Data rows:

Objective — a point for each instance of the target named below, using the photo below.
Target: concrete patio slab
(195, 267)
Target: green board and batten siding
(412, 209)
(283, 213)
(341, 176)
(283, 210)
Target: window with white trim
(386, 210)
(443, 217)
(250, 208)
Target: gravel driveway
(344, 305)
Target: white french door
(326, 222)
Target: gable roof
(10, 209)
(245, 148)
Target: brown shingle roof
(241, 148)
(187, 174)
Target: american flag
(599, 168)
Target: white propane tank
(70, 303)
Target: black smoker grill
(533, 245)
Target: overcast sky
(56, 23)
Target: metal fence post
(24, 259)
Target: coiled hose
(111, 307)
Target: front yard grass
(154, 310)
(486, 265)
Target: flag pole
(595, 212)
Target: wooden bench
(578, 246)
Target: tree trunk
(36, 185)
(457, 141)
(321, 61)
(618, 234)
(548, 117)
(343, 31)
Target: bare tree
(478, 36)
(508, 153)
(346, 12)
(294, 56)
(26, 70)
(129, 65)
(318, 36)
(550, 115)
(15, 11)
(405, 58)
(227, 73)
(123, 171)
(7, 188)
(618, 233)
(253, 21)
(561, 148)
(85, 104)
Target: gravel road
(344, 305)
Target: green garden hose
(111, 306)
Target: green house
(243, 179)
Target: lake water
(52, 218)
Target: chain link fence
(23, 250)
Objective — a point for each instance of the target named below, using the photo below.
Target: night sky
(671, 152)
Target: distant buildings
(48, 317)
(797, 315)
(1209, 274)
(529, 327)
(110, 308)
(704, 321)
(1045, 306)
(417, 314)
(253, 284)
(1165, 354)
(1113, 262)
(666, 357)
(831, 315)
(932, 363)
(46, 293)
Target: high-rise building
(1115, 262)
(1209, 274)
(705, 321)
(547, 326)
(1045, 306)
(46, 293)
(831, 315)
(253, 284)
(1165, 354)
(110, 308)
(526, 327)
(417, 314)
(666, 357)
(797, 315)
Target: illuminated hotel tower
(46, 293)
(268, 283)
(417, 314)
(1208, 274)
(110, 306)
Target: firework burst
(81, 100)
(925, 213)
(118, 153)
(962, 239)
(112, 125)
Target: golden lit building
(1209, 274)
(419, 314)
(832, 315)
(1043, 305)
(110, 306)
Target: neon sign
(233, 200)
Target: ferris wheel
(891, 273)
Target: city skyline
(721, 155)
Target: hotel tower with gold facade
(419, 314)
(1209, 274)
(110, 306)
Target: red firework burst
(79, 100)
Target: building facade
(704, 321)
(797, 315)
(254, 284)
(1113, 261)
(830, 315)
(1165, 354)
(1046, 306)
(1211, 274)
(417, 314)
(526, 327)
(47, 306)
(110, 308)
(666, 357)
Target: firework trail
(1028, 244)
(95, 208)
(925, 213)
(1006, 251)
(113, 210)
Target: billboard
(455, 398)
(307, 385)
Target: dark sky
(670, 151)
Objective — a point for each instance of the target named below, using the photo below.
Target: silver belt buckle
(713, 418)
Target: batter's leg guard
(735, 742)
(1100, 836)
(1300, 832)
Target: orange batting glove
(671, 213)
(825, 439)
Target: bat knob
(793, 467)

Stated task: Retype exactly the lines from the one containing "Target: golden lit building" through the last line of the records above, including both.

Written response:
Target: golden lit building
(1209, 274)
(419, 314)
(832, 315)
(1043, 305)
(110, 306)
Target: neon sign
(233, 200)
Target: ferris wheel
(891, 273)
Target: city skyline
(721, 155)
Target: hotel tower with gold facade
(419, 314)
(1209, 274)
(110, 306)
Target: red firework burst
(79, 100)
Target: building facade
(704, 321)
(797, 315)
(254, 284)
(1113, 261)
(830, 315)
(1165, 354)
(1046, 306)
(1211, 274)
(417, 314)
(526, 327)
(47, 306)
(110, 308)
(666, 357)
Target: firework trail
(1028, 244)
(95, 208)
(925, 213)
(1006, 251)
(113, 210)
Target: billboard
(455, 398)
(307, 385)
Target: dark sky
(670, 151)
Objective — a point for each instance of the target named below, using the photo below.
Target: silver belt buckle
(713, 418)
Target: batter's leg guard
(735, 742)
(1100, 836)
(1300, 832)
Target: orange batting glove
(671, 213)
(825, 439)
Target: bat knob
(793, 467)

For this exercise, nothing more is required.